◆ **EXERCISE DESCRIPTION**: Rewrite everything from the line containing "target | overcast sky" down to the end of the listing below as a numbered list, one line per item and no blank lines. Leave the pictures out.
# start of RAW DATA
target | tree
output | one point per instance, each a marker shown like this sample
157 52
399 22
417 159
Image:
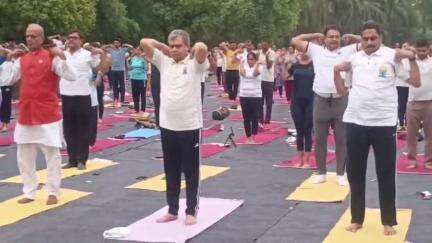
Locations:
214 21
56 16
112 22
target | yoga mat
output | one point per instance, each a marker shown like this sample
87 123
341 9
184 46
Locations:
329 191
6 141
92 165
372 230
107 143
212 131
157 183
111 120
401 143
142 133
211 211
12 212
208 150
403 162
103 128
265 137
236 117
294 162
104 144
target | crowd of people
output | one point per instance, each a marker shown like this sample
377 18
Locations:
350 85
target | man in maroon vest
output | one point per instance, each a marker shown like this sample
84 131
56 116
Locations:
39 122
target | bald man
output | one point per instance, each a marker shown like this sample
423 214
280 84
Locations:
39 121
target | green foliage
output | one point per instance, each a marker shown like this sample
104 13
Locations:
401 19
214 21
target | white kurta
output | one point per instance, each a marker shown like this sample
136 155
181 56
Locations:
47 134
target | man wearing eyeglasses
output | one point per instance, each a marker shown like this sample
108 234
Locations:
329 106
76 100
180 116
39 121
371 118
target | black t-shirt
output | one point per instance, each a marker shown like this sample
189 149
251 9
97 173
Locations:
303 75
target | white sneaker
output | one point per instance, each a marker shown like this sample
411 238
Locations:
342 181
319 179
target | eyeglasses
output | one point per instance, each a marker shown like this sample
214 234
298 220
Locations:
372 38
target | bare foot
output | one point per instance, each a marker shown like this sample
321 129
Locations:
301 156
353 227
52 200
412 165
190 220
166 218
389 230
306 166
25 200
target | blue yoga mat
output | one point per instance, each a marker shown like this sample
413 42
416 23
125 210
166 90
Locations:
142 133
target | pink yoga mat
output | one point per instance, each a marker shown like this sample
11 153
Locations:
401 143
111 120
236 117
104 144
211 211
294 162
208 150
212 131
6 141
330 141
265 137
403 162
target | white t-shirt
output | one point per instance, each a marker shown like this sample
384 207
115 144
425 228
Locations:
250 85
83 63
400 82
267 73
180 95
372 100
424 92
324 61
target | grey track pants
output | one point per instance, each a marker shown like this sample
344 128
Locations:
329 112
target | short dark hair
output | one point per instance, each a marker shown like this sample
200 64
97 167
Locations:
422 42
77 31
252 54
332 27
119 40
370 24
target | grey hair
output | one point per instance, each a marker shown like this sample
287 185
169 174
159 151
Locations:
180 34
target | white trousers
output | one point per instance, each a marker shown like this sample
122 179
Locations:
26 156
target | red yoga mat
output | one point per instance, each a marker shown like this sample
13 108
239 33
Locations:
403 163
236 117
111 120
294 162
208 150
212 131
6 141
265 137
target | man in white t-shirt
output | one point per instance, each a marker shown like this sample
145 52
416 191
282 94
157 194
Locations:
180 116
371 118
76 100
420 107
267 57
329 106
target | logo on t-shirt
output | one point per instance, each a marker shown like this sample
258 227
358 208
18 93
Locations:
385 71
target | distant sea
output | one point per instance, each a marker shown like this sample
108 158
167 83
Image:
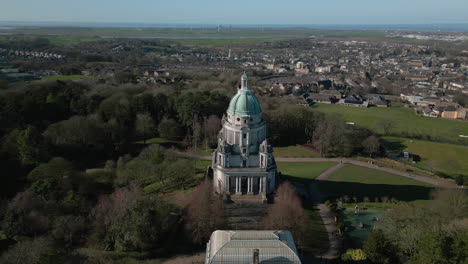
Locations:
411 27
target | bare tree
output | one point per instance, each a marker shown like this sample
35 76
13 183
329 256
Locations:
287 213
387 125
205 213
144 126
371 145
212 124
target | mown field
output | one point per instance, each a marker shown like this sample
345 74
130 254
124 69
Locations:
295 151
303 171
406 122
65 77
450 159
377 186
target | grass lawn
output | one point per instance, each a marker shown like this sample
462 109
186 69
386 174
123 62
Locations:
448 158
405 121
303 171
65 77
318 239
360 182
295 151
353 222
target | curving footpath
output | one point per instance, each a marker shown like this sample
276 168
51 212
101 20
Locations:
325 214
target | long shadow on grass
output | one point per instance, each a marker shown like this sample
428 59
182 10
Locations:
372 191
334 189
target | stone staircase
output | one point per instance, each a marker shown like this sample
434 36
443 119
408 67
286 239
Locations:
246 214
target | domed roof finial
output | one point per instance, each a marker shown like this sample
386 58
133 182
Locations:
244 79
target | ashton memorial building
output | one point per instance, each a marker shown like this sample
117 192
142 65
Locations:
243 163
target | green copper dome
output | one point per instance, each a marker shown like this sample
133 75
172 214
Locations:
244 103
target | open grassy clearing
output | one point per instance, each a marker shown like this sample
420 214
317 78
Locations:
447 158
303 171
319 243
405 121
364 183
357 233
295 151
65 77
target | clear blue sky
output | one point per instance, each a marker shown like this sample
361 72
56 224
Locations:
238 12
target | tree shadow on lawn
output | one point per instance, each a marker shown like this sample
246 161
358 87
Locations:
405 193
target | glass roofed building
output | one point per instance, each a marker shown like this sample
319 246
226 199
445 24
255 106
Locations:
243 162
237 247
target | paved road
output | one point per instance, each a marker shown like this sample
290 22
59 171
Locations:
325 213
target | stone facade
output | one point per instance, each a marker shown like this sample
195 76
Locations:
243 162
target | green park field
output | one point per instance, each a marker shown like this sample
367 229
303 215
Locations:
65 77
450 159
303 171
361 182
405 120
295 151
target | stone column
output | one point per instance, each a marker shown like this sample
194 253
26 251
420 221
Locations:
260 185
264 186
226 183
250 181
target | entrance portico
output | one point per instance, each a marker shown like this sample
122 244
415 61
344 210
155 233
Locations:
249 185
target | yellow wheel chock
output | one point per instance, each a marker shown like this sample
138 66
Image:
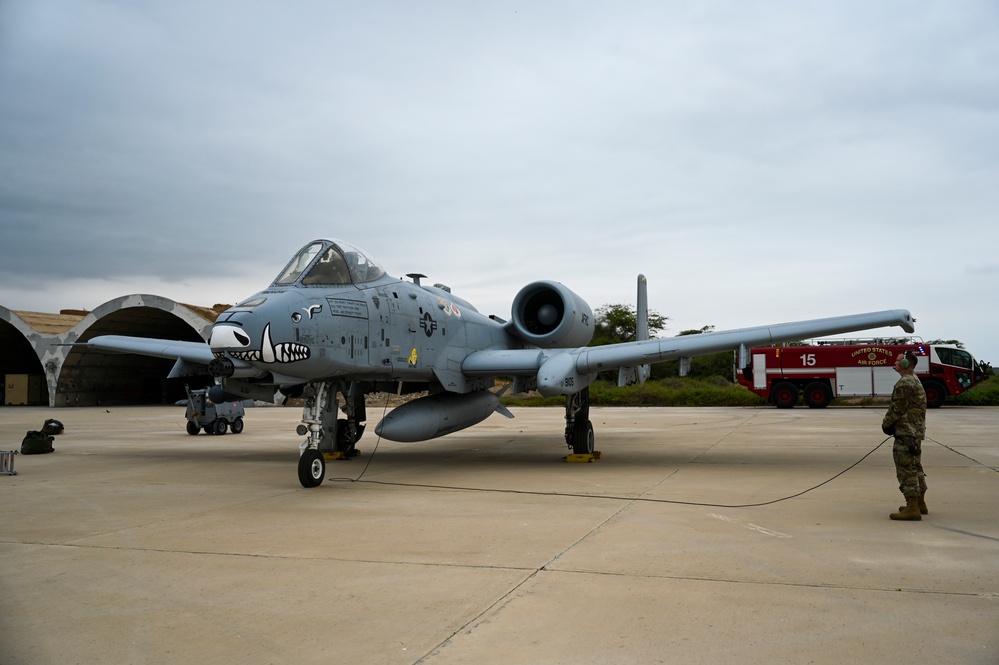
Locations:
584 457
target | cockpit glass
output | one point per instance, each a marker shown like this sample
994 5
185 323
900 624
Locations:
330 269
361 267
299 264
332 263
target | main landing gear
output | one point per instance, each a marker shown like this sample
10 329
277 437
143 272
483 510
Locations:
578 428
329 437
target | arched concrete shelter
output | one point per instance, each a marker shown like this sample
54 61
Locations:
37 344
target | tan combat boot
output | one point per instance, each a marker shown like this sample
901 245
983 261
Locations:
923 510
910 511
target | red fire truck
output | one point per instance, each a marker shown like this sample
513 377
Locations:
822 370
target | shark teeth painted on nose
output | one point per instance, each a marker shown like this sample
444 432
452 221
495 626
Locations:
287 352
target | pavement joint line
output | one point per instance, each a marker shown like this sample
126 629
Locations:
507 596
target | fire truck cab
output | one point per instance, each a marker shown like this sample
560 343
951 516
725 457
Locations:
820 371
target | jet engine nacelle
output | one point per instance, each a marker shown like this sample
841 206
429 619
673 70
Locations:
547 314
436 415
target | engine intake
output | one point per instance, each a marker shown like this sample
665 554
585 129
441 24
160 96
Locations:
547 314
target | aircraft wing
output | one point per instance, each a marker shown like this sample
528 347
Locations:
566 371
198 353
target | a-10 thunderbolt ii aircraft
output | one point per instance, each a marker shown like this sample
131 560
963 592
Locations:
335 326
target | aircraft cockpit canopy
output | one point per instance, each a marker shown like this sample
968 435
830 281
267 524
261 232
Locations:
328 263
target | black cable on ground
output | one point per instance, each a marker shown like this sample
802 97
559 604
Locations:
603 496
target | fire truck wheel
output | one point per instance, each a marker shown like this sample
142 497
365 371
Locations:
818 395
935 393
784 395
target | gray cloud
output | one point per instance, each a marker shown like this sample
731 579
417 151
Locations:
759 163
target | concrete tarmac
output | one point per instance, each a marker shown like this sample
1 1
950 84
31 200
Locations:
137 543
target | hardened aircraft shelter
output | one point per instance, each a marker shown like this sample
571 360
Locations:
41 365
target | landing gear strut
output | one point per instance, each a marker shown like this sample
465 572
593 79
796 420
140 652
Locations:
327 434
578 428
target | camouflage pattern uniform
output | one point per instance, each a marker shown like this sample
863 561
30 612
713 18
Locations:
907 417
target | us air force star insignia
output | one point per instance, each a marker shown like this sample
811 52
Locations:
428 324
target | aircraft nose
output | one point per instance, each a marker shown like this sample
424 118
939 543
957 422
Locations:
228 337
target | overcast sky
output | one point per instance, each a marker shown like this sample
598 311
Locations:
759 162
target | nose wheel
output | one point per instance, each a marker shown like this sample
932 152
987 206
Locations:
311 468
578 428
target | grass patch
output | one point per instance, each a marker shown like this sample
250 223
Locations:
712 391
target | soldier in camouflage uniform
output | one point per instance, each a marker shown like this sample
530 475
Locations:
906 421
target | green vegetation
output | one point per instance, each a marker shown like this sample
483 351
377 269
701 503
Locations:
984 394
675 391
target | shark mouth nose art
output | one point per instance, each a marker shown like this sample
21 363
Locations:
269 352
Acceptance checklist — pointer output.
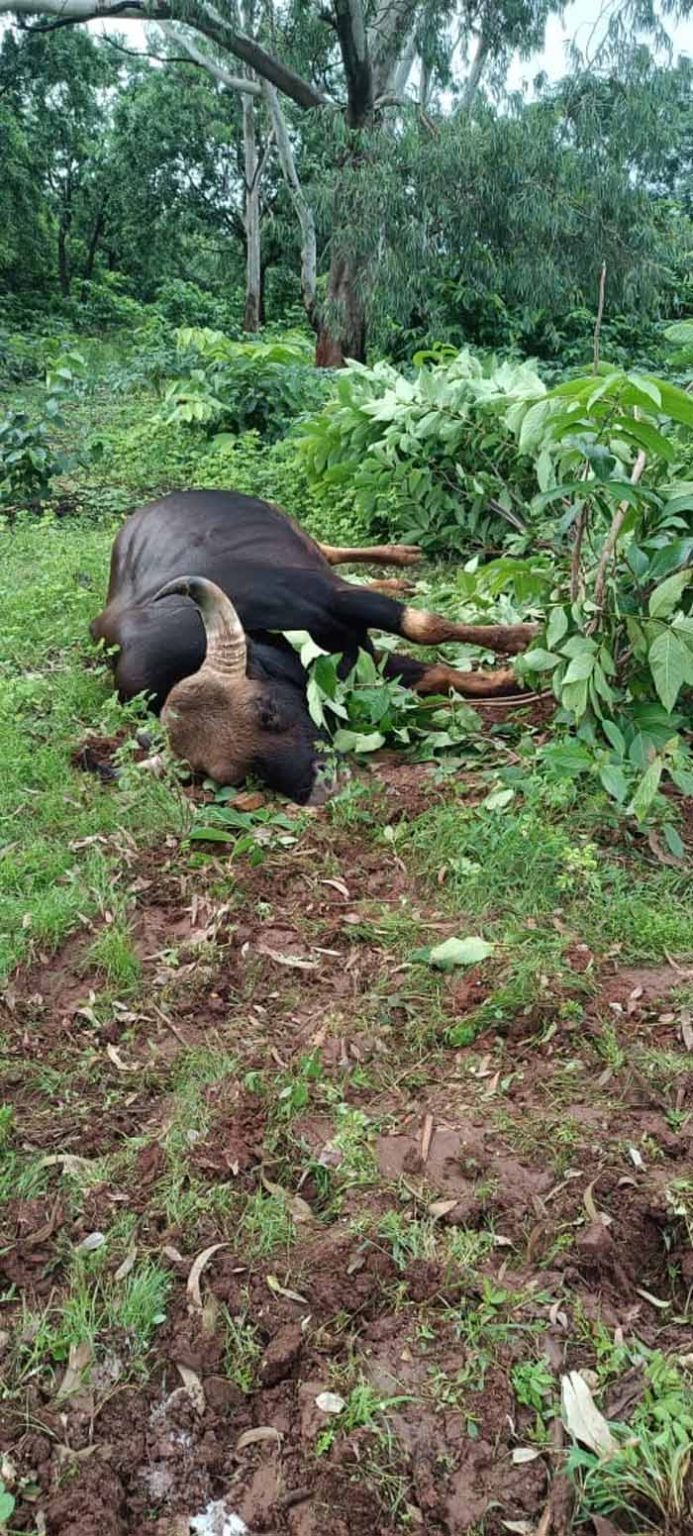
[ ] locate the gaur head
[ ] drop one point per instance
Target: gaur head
# end of RAW DATA
◆ **RESPONSE**:
1. target | overcast sky
2. output | one point per instance, each a marker shown like this sample
3. 598 311
4. Locations:
5. 759 162
6. target | nose wheel
7. output | one point per instance, each a marker shown like this sample
8. 932 152
9. 987 206
10. Locations:
11. 311 468
12. 578 428
13. target | grass patch
14. output | one point per instance, each a marker shown like this sample
15. 250 223
16. Locations:
17. 712 391
18. target | soldier in camouflage uniform
19. output | one point per instance, each a marker shown like this sample
20. 530 475
21. Locations:
22. 906 421
23. target | green vegetation
24. output | one point per instance, each a marker shown like this sample
25. 483 351
26. 377 269
27. 701 503
28. Locations:
29. 984 394
30. 675 391
31. target | shark mouth nose art
32. output | one point per instance, each a marker shown like this sample
33. 21 363
34. Locations:
35. 269 352
36. Acceptance checklist — pointer output.
37. [ ] locate the gaur head
38. [ ] drop one point per instance
39. Target: gaur head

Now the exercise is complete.